▶ **EXCERTO DO TEXTO**:
....
Escreveu Miguel Torga ser apanágio do português ter uma
nesga de terra para nascer e o mundo inteiro para morrer. Assim é, desde Ceuta
e da senda do mar-oceano, antecedendo a ecuménica miscigenação dos
Albuquerques, e a criação da mulata, lusa invenção a sul do Equador, as levas para o Brasil, ou a fuga para França a salto nos idos de sessenta. Pelo mundo
repartido, negreiro ou soldado, colono ou evangelista, poucos recantos há onde
o português não tenha erguido igreja, construído forte, porfiado fazenda, ou
aumentado a prole. Fê-lo sempre em atenção à grandeza da alma e do sonho, e à
estreiteza do chão, e, frente a um mar cúmplice e desafiador, partiu a
sulcá-lo, em frágeis cascas de nozes ontem, a partir de aeroportos, hoje.
A crise dita a cadência das partidas, por desafio, umas,
por subsistência, outras, é porém do gene luso partir, mas, soltando amarras da
terra, jamais se desprendendo da pátria (eu sei, eu sei, cheira a 10 de
Junho…). Não é por acaso que em cada canto do mundo há um rancho ou procissão,
um fado sofrido ou um frugal cheiro a chanfana, um cachecol da selecção ou uma
senhora de Fátima. Esta doença crónica, a que chamam ser português, é uma
doença incurável, que anos de ausência ou quilómetros de saudade não mata,
porque é sã, e porque sangra, porque se partidas houve em desafio e conquista,
outras houve de exílio interior, de desterro da própria terra, de raiva pela
zanga com Portugal, de um amor-ódio que não resiste a um
fado de Amália ou ao som de um adufe beirão.
Escreveu Agostinho da Silva que os que emigram são
os reais portugueses, os portugueses que preferem todos os incómodos de um
exílio à dor de viver numa pátria que, de sua, só tem céu, terra e mar. Tem
muito de autobiográfico, esta opinião, mas terá de ser sempre assim? Será, como
gritou Almada na Cena do Ódio, que o
pior de Portugal são os portugueses? E porque será que saindo, passam logo a
competentes, vencedores e visionários? Porque a intelectualidade lusa se
compraz a ver no país o Reino Cadaveroso e lá fora,
fulgurantes terras prometidas?
....
▶ **EXCERTOS DOS DADOS**:
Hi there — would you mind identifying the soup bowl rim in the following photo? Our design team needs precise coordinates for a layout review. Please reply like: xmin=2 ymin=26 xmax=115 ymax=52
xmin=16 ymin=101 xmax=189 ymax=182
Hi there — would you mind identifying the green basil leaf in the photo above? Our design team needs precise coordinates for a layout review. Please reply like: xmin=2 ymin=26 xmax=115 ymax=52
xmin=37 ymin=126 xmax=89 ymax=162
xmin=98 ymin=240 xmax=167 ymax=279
....
▶ **O QUE SE PEDE**:
Retome, por favor, o texto sobre a emigração portuguesa, escrevendo a continuação a partir da última frase apresentada.

▶ **EXERCÍCIO RESOLVIDO**:
Novas levas partem por estes dias, engrossando o exército
dos ausentes, flagelados da crise, não já para uma emigração gloriosa, mas para uma nova
vaga de emigração dolorosa, como lhe chamou Eduardo Lourenço. Não já com malas
de cartão, mas com Ipad e Skype, na
era global em que Londres fica perto de Murça, e a Austrália a um clique no Facebook. Ainda assim, expatriados.
Poderão voltar, passada a borrasca, e apelando o sangue. Pode porém novo sangue
despontar, passados muitos sóis e muitas luas, encontradas noivas, nascidos
filhos ou alicerçadas carreiras. Serão sempre portugueses, não duvido. Mas o som
do adufe e o iodo das praias tenderá a ser nublado e vago, o rincão mero resort de férias, e a aldeia, rua, ou velha
casa, um retrato num álbum do Picasa. E sem sangue novo, que estimule massa
crítica, anime o consumo, permita o imposto, e repovoe o país, cada vez mais
avaro do riso de crianças e de esperança nos rostos, difícil será contrariar o
mago Torga, enredados no labirinto da História, que da esperança faz saudade, e
do futuro purgatório. O esforço da hora presente é de Libertação da Morte para,
uma vez mais, não sermos da vida vencidos.